==== SEGMENTO DE TEXTO

Cumpre apreciar e decidir as questões colocadas pela Recorrente, cujo objecto do recurso está delimitado pelas conclusões das respectivas alegações - Cfr. artigos 144.º, n.º 1 do CPTA, e artigos 639.º e 635.º n.ºs 4 e 5, ambos do Código de Processo Civil (CPC), ex vi artigos 1.º e 140.º, n.º 3 do CPTA [sem prejuízo das questões que o Tribunal ad quem deva conhecer oficiosamente], sendo que, de todo o modo, o Tribunal ad quem não se limita a cassar a decisão judicial recorrida pois que, ainda que a declare nula, sempre tem de decidir “… o objecto da causa, conhecendo do facto e do direito.” [Cfr. artigo 149.º, n.º 1 do CPTA], reunidos que estejam os necessários pressupostos e condições legalmente exigidas.

========

**OBJETIVO A:** Reproduza fielmente o excerto sobre o objeto do recurso, desde "Cumpre apreciar e" até "condições legalmente exigidas.", inclusive.
O excerto não tem qualquer relação com a listagem.

==== REGISTOS DE DADOS

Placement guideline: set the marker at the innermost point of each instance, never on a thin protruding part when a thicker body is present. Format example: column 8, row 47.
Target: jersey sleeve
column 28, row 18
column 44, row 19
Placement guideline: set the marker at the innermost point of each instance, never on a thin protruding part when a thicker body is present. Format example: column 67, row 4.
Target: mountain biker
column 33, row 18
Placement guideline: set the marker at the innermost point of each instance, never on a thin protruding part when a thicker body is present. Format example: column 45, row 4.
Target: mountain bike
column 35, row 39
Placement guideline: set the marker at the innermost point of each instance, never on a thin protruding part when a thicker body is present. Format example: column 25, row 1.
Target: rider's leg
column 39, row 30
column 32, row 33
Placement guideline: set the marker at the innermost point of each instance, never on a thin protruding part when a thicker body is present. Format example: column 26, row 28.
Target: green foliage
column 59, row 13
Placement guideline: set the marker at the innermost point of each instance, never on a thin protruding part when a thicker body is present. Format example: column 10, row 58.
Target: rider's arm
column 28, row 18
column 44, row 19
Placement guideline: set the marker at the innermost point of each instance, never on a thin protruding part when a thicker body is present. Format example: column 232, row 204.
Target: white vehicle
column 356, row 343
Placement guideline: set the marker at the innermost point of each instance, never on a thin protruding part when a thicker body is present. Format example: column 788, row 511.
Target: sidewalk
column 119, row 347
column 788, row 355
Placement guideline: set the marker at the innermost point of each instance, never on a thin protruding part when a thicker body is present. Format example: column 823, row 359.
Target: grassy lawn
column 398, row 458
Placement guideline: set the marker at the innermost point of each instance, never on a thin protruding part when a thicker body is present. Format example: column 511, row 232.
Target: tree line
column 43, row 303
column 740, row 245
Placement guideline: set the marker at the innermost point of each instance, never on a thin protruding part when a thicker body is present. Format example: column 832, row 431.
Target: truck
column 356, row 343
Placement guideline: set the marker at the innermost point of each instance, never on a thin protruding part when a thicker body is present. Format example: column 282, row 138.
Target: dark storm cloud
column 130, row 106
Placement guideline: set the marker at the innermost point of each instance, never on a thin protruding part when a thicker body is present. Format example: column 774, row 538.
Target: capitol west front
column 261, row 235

========

**OBJETIVO B:** Indique apenas o número de linhas da listagem em que surge a palavra "mountain", tendo em conta a distinção entre maiúsculas e minúsculas.

**RESULTADO DO EXERCÍCIO A:**
Cumpre apreciar e decidir as questões colocadas pela Recorrente, cujo objecto do recurso está delimitado pelas conclusões das respectivas alegações - Cfr. artigos 144.º, n.º 1 do CPTA, e artigos 639.º e 635.º n.ºs 4 e 5, ambos do Código de Processo Civil (CPC), ex vi artigos 1.º e 140.º, n.º 3 do CPTA [sem prejuízo das questões que o Tribunal ad quem deva conhecer oficiosamente], sendo que, de todo o modo, o Tribunal ad quem não se limita a cassar a decisão judicial recorrida pois que, ainda que a declare nula, sempre tem de decidir “… o objecto da causa, conhecendo do facto e do direito.” [Cfr. artigo 149.º, n.º 1 do CPTA], reunidos que estejam os necessários pressupostos e condições legalmente exigidas.

**RESULTADO DO EXERCÍCIO B:** 2